TEXT SHOWN:
== Segment start ==

Two types of experiments have been conducted. For the resurrection experiment with high air humidity, the BSCs were dried to a low water content of about 1 to 4% of their dry weight by placing them in a desiccator over silica gel for 3,5 days. The dry thalli were then transferred to the gas exchange cuvettes where they were treated from the beginning with air of 96% relative humidity (at 15°C). Great care was taken that water did not condense on the thallus of the lichens at any time during this procedure. The samples in the cuvettes were kept dark with light (200 μmol photons/m2 ∙ s PAR) switched on for 15 minutes in intervals of 1 – 4 hours for detection of possible CO2-fixation.

After 72 hours of humidity treatment, the enclosed soil crusts reached equilibrium with respect to the water potential of the surrounding air, i.e. their weight (water content) no longer increased. Subsequently (after 72 hours of treatment in the routine experiments), they were sprayed with water. During the following period of alternating light and dark phases and treatment with air of 80% relative humidity, the gas exchange of the initially saturated soil crusts was monitored while they dried out.

In order to determine the specific water content related photosynthesis of the four different BSC-types, all samples were moistened by spraying them with water until maximal hydration. The four stainless steel wire baskets with the BSC-types were then placed in the measuring chambers and exposed to 200 μmol photons/sec · m2 photosynthetic active radiation at 15°C; incoming air humidity was set to 96% at the beginning of the experiment and later on reduced to 80%. Every few hours (3–15 hours intervals) the samples were measured for their net photosynthesis and dark respiration. Immediately after each measurement, samples were removed from the cuvettes and their weight was determined in order to calculate the decrease of the BSC water content. This process was continued for 97 hours with each BSC-sample until cease of any CO2 exchange due to total drying.

== Segment end ==

PROVIDED DATA:

== Segment start ==

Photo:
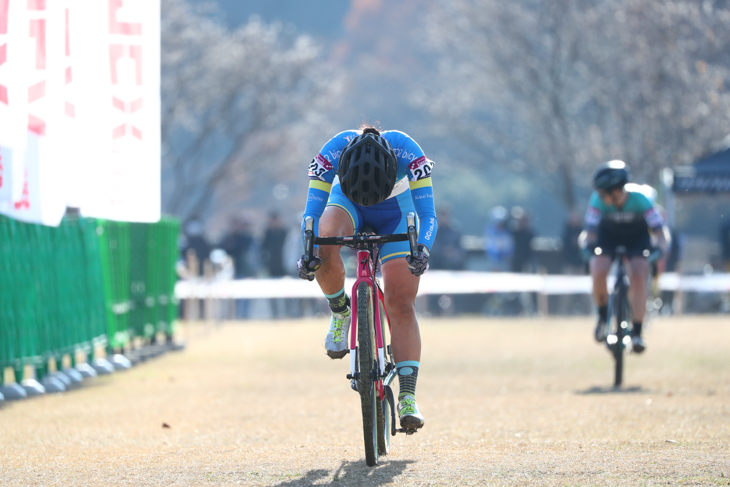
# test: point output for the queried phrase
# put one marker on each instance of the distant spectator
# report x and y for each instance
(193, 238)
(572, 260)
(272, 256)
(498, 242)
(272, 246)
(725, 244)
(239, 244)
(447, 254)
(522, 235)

== Segment end ==
== Segment start ==

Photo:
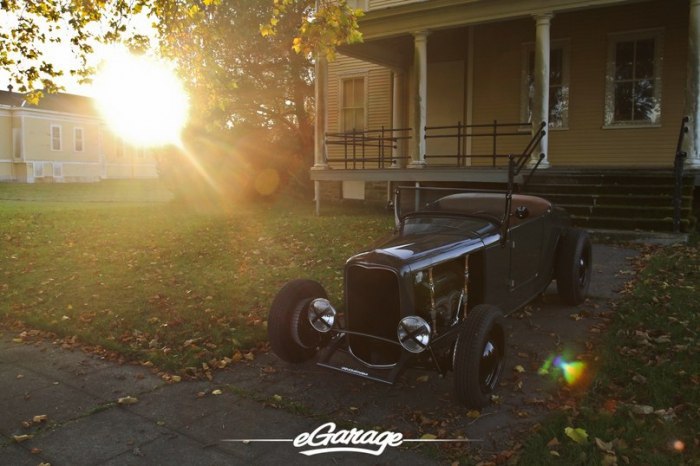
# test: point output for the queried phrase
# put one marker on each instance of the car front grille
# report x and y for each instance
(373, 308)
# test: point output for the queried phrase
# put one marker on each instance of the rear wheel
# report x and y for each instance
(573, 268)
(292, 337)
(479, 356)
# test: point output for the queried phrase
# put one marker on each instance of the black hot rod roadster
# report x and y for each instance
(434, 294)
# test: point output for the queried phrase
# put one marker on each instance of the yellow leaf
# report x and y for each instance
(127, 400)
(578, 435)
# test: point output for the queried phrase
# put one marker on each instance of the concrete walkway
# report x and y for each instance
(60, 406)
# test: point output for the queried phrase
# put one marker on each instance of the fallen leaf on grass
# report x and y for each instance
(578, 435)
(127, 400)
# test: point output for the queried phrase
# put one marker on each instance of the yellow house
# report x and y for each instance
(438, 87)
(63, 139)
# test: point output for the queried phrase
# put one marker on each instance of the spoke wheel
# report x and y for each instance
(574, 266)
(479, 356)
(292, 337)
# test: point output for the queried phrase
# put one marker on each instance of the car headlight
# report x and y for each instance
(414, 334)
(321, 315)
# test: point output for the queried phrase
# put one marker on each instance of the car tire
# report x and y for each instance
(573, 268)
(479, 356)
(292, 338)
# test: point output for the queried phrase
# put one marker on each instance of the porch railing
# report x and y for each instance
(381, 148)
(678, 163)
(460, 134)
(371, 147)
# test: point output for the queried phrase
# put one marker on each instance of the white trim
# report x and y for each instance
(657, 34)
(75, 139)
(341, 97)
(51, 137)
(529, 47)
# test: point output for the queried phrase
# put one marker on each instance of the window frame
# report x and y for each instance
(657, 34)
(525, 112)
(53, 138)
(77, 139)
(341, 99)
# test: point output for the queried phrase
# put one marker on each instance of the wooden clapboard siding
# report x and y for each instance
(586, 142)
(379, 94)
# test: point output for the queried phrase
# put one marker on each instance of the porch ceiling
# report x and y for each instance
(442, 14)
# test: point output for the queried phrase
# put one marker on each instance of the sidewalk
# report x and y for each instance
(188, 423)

== Segment end ==
== Segment start ==

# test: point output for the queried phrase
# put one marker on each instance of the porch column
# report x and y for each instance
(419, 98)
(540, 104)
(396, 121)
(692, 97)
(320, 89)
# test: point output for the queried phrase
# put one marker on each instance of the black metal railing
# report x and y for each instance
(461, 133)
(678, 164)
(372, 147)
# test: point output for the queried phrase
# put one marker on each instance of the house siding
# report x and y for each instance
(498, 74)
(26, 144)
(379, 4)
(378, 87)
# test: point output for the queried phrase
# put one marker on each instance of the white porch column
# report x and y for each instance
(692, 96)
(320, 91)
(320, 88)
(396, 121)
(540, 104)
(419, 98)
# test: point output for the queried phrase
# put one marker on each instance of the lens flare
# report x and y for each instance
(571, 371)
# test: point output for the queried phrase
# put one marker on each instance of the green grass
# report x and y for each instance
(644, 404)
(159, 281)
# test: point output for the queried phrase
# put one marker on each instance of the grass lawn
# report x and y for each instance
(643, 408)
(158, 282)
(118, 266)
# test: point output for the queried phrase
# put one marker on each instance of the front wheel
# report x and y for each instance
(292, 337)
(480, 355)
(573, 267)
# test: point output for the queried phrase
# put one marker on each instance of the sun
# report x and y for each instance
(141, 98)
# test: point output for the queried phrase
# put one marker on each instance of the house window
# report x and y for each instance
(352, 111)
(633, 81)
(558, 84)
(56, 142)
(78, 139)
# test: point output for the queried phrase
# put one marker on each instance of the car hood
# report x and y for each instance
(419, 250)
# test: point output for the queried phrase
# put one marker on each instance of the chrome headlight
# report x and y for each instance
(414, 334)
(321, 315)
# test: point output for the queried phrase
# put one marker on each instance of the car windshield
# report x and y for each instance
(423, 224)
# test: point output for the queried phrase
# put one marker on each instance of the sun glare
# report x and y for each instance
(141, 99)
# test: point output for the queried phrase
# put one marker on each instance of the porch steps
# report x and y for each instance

== Segment end ==

Reproduce, word for word, the passage of the soil crust text between "In order to determine" and "to total drying.", inclusive.

COMPLETED TASK:
In order to determine the specific water content related photosynthesis of the four different BSC-types, all samples were moistened by spraying them with water until maximal hydration. The four stainless steel wire baskets with the BSC-types were then placed in the measuring chambers and exposed to 200 μmol photons/sec · m2 photosynthetic active radiation at 15°C; incoming air humidity was set to 96% at the beginning of the experiment and later on reduced to 80%. Every few hours (3–15 hours intervals) the samples were measured for their net photosynthesis and dark respiration. Immediately after each measurement, samples were removed from the cuvettes and their weight was determined in order to calculate the decrease of the BSC water content. This process was continued for 97 hours with each BSC-sample until cease of any CO2 exchange due to total drying.